**Activity:** Your answer should restate each line of the data below word for word.
Top of Records for the exercise
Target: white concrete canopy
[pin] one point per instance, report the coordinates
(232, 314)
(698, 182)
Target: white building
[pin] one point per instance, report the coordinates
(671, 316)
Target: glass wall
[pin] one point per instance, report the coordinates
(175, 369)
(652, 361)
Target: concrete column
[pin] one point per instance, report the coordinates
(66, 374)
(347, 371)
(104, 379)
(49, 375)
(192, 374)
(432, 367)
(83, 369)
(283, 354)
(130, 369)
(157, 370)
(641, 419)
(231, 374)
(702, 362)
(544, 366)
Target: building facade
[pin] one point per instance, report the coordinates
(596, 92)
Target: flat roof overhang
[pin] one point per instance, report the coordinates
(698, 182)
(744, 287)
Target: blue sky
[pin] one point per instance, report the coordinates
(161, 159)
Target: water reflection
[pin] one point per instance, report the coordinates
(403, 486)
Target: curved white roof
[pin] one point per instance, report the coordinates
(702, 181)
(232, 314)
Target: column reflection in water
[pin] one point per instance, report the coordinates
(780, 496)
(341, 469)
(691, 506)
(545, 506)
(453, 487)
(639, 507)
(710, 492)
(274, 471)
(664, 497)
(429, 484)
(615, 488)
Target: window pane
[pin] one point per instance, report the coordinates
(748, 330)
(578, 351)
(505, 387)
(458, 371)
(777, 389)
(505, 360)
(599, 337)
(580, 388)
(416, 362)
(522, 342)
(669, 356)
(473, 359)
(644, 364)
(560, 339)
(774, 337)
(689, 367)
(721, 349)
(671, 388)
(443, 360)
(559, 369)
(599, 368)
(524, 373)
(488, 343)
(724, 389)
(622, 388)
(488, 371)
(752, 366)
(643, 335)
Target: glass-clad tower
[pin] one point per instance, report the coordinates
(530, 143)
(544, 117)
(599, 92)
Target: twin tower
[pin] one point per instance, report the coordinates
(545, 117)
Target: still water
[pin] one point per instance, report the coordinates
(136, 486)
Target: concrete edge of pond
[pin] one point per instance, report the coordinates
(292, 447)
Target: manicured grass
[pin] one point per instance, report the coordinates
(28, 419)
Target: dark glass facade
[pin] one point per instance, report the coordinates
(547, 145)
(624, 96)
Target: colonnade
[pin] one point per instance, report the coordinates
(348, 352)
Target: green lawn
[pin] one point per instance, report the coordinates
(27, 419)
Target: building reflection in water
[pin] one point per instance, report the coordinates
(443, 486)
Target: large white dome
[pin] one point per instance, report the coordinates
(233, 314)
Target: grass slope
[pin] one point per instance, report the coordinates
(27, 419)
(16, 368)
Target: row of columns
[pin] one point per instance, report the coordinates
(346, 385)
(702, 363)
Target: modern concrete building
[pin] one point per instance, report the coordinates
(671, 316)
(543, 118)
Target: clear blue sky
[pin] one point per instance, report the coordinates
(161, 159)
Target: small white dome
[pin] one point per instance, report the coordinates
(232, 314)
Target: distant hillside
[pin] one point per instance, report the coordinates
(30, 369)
Bottom of Records for the exercise
**Response area:**
Target: white concrete canopy
[pin] one point per instance, report the coordinates
(232, 314)
(698, 182)
Target: white building
[pin] one point per instance, report the coordinates
(671, 316)
Target: glass wall
[pin] one point per instance, report the coordinates
(175, 369)
(652, 361)
Target: concrete column
[pin] one point per instance, report the coordinates
(66, 374)
(347, 371)
(104, 379)
(49, 375)
(192, 374)
(432, 367)
(83, 369)
(283, 354)
(130, 369)
(157, 370)
(641, 419)
(231, 374)
(702, 362)
(544, 366)
Target: building facade
[pin] one point per instance, report the coordinates
(596, 92)
Target: flat roof overhang
[pin] one point per instance, report the coordinates
(698, 182)
(744, 287)
Target: blue sky
[pin] one point per instance, report the coordinates
(161, 159)
Target: water reflection
[pin] one point per instance, report the coordinates
(403, 486)
Target: curved white roof
[pin] one point per instance, report the coordinates
(702, 181)
(232, 314)
Target: column reflection in water
[pin] one point per instance, report the coordinates
(780, 496)
(341, 469)
(691, 506)
(545, 506)
(453, 487)
(639, 507)
(710, 492)
(274, 471)
(664, 497)
(429, 484)
(615, 488)
Target: window pane
[pin] one point per instance, report the coordinates
(748, 330)
(578, 351)
(505, 387)
(458, 371)
(777, 389)
(505, 360)
(599, 337)
(580, 388)
(416, 362)
(522, 342)
(669, 356)
(473, 359)
(644, 364)
(560, 339)
(774, 337)
(689, 367)
(721, 349)
(671, 388)
(443, 360)
(559, 369)
(599, 368)
(524, 373)
(488, 343)
(724, 389)
(622, 388)
(488, 371)
(752, 366)
(643, 335)
Target: glass-clad tower
[pin] one point per instance, report the coordinates
(530, 143)
(544, 117)
(599, 92)
Target: twin tower
[pin] one point per instance, report the coordinates
(545, 117)
Target: still water
[pin] one point per instance, report the coordinates
(136, 486)
Target: concrete edge of pond
[pin] one point per instance, report the coordinates
(292, 447)
Target: manicured grass
[pin] one point per instance, report the coordinates
(28, 419)
Target: dark glass facade
[pin] one point per instance, report the coordinates
(547, 145)
(624, 96)
Target: colonnade
[pin] one point per instance, report the coordinates
(348, 352)
Target: green lawn
[pin] one point per instance, report the coordinates
(27, 419)
Target: building reflection in water
[pin] one point per instance, report the coordinates
(443, 486)
Target: large white dome
[pin] one point per instance, report the coordinates
(233, 314)
Target: grass slope
[pin] one point per instance, report the coordinates
(27, 419)
(16, 368)
Target: row of columns
[pin] one point per instance, report the coordinates
(346, 385)
(702, 363)
Target: modern concrete building
[pin] one point per instance, report the coordinates
(671, 316)
(543, 118)
Target: clear blue sky
[pin] one point per instance, report the coordinates
(161, 159)
Target: small white dome
[pin] one point per instance, report the coordinates
(232, 314)
Target: distant hillside
[pin] one point per instance, report the coordinates
(30, 369)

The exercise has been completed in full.